- WRITTEN INSTRUCTION 1
According to the forum thread, which app does sanjosedave use on an iPad 3?
- WRITTEN INSTRUCTION 2
Select every line of the entries that contains the word "door", and copy each one out. Case counts.

Another approach (as add-on on advice given here already) is to sign up for some workshops in your country (state). It will bring you to locations you may not know and show you what you can do there as photographer. Get your inspiration like this. Try to choose different subjects (like birding, landscape, long exposures etc.) It is a few times an investment but after that it is easier to locate in your country/state the interesting spots.


----------



## JoeKerslake (Mar 27, 2015)

Cheers guys.

I got lost today, which worked greatly in my favour as I was able to find a spot I wasn't previously aware of. Whether it turns into any nice photographs, we'll see. 

Was using the ephemeris whilst I was there to get an idea of altitudes, as well as sun and moon positions.

I love searching 500px, although a problem I find is once I've seen a few pictures I like, I get set in my mind that I'll just end up recreating them, and get put off visiting entirely!


----------



## lintoni (Mar 28, 2015)

Have you considered joining a local hikers group? You'll get to see more of your local area, and you never know, some members may know of "undiscovered" gems of local landscape features.


----------



## Orangutan (Mar 28, 2015)

Go to your local cycling club and ask the members what locations are so beautiful they stop thinking about how many calories/hour they're burning.


----------



## sanjosedave (Mar 29, 2015)

I use the Stuck in Customs app on my ipad 3.

It uses a Flckr api to pull in images on top of google maps


----------



## AcutancePhotography (Mar 30, 2015)

Orangutan said:


> Go to your local cycling club and ask the members what locations are so beautiful they stop thinking about how many calories/hour they're burning.



That is good advice. One of my tog buddies is an avid cyclist and she finds most of her special locations when she is out cycling.


----------

- SOURCE MATERIAL
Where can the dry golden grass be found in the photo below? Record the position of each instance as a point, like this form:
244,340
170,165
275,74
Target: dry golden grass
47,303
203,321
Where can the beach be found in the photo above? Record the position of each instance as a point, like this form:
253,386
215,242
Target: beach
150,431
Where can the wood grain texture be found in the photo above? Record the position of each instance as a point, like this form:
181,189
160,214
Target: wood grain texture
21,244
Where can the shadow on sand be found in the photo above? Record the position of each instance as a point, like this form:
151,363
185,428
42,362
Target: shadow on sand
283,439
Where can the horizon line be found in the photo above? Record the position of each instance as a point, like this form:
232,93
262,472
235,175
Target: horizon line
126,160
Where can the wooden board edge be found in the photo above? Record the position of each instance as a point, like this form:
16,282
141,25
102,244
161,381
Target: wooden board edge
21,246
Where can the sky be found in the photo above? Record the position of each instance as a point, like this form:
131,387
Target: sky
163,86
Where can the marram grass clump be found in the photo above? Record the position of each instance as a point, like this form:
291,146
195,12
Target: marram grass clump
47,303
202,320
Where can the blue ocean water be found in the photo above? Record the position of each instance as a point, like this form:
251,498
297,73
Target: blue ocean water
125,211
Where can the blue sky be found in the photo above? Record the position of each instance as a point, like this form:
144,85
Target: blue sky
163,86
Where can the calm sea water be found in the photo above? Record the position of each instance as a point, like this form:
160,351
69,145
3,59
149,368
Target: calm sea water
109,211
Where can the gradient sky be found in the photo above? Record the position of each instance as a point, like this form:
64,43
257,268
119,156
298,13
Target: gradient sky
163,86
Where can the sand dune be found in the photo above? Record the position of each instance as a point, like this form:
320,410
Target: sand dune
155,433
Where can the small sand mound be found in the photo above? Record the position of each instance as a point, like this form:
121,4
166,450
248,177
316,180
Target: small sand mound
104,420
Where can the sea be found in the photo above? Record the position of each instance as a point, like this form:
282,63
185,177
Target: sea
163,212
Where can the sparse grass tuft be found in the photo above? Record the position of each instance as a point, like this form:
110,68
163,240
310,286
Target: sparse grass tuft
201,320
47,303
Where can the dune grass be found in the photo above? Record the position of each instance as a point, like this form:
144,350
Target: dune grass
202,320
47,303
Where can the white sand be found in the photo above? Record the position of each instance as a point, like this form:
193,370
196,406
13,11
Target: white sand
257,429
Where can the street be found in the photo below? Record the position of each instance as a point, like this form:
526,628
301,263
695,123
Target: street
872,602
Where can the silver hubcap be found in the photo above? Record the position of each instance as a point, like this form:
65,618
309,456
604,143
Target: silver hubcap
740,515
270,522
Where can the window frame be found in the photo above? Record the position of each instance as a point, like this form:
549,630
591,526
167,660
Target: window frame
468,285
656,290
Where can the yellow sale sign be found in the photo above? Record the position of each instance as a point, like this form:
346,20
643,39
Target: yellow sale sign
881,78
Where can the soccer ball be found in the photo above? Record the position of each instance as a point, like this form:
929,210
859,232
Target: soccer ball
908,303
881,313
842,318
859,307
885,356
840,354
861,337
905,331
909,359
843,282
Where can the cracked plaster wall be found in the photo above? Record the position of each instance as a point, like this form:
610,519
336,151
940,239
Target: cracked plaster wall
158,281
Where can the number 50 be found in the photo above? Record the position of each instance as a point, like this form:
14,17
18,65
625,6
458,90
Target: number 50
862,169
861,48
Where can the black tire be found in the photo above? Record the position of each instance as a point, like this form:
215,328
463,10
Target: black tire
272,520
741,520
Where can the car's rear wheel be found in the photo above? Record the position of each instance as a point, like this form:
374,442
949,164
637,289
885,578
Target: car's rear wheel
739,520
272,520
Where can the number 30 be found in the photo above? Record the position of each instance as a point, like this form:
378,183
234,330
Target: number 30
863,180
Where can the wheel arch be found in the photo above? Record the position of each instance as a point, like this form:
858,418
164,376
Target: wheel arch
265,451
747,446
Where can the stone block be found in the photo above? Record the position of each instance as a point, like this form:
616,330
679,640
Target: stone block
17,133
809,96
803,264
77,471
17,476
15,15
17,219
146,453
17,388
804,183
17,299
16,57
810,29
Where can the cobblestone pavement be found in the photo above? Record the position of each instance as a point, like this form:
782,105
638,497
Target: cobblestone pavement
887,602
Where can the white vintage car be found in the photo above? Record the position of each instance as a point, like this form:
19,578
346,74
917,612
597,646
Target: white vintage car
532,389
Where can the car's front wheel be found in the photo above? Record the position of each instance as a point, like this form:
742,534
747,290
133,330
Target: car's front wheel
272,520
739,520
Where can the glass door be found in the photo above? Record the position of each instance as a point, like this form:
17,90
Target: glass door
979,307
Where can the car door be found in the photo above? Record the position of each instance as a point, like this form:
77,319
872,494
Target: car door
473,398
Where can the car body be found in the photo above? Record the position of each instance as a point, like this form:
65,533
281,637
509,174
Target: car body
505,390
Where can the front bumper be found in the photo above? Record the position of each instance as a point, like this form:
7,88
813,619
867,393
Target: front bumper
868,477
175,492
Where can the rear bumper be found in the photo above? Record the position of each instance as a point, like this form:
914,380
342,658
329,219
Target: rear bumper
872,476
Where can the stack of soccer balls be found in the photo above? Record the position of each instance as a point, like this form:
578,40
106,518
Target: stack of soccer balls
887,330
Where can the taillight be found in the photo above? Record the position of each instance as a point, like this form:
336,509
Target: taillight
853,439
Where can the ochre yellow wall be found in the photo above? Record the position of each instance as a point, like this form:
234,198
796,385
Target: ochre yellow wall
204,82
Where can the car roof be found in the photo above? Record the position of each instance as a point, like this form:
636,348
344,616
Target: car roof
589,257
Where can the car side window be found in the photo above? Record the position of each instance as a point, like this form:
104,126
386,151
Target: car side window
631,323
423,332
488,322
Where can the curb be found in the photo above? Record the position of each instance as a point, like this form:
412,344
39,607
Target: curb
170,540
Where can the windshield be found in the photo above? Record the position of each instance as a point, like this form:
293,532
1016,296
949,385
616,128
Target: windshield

- RIGHT ANSWER 1
The Stuck in Customs app.

- RIGHT ANSWER 2
Where can the glass door be found in the photo above? Record the position of each instance as a point, like this form:
Target: glass door
Where can the car door be found in the photo above? Record the position of each instance as a point, like this form:
Target: car door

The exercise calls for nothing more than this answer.